> **EXERCISE OBJECTIVE**: Your output must consist solely of the lines from the one containing "Indicate the overcast" through the end of the records, reproduced exactly.

Pointing dataset excerpts:
┄┄┄┄┄┄┄┄┄┄
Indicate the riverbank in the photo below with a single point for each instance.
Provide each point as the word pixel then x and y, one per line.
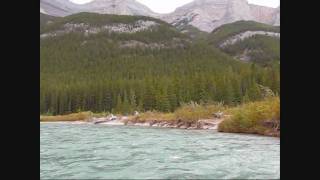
pixel 262 117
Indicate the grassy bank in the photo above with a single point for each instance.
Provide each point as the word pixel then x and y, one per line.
pixel 81 116
pixel 262 117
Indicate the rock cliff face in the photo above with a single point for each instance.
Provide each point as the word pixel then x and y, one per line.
pixel 205 15
pixel 210 14
pixel 119 7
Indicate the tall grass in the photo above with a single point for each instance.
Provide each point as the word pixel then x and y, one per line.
pixel 262 117
pixel 81 116
pixel 193 112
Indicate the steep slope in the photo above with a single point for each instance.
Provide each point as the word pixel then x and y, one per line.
pixel 265 15
pixel 124 63
pixel 248 41
pixel 210 14
pixel 118 7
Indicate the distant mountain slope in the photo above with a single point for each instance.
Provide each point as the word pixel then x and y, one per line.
pixel 45 19
pixel 118 7
pixel 145 31
pixel 207 15
pixel 122 63
pixel 248 41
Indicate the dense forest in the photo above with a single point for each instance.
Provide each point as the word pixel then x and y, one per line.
pixel 81 73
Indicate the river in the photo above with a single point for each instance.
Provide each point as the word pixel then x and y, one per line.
pixel 86 151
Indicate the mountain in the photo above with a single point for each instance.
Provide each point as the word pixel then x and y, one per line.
pixel 118 63
pixel 206 15
pixel 118 7
pixel 248 41
pixel 210 14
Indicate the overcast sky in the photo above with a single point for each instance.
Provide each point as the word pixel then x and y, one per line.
pixel 167 6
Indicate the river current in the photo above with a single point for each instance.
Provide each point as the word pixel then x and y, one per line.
pixel 86 151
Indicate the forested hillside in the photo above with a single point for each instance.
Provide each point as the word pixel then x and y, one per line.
pixel 157 68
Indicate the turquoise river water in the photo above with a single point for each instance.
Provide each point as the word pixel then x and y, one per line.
pixel 85 151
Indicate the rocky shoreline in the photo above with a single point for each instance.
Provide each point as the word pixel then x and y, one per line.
pixel 206 124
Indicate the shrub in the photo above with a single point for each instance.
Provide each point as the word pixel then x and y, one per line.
pixel 253 117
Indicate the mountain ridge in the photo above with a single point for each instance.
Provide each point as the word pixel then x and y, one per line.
┄┄┄┄┄┄┄┄┄┄
> **OUTPUT OF THE EXERCISE**:
Indicate the overcast sky in the photo above with a single point for each instance.
Provide each point as the word pixel then x and y, one per line.
pixel 167 6
Indicate the river current in the photo above with a single point for each instance.
Provide each point as the word pixel then x and y, one per line.
pixel 86 151
Indicate the forested hillside in the photo above with a single point for each instance.
Provide each point as the word pixel then x and y, one per line.
pixel 157 68
Indicate the turquoise river water in the photo above with a single point for each instance.
Provide each point as the word pixel then x and y, one per line.
pixel 85 151
Indicate the rocky shoreline in the photo above with a single point for each instance.
Provide each point as the word pixel then x and y, one per line.
pixel 206 124
Indicate the shrub in the photo above with a single point for each instance.
Provide each point as the word pixel then x and y, one per line.
pixel 253 117
Indicate the mountain ridge in the photo above with a single point for each instance.
Provide each point as the word pixel then x and y, one per line.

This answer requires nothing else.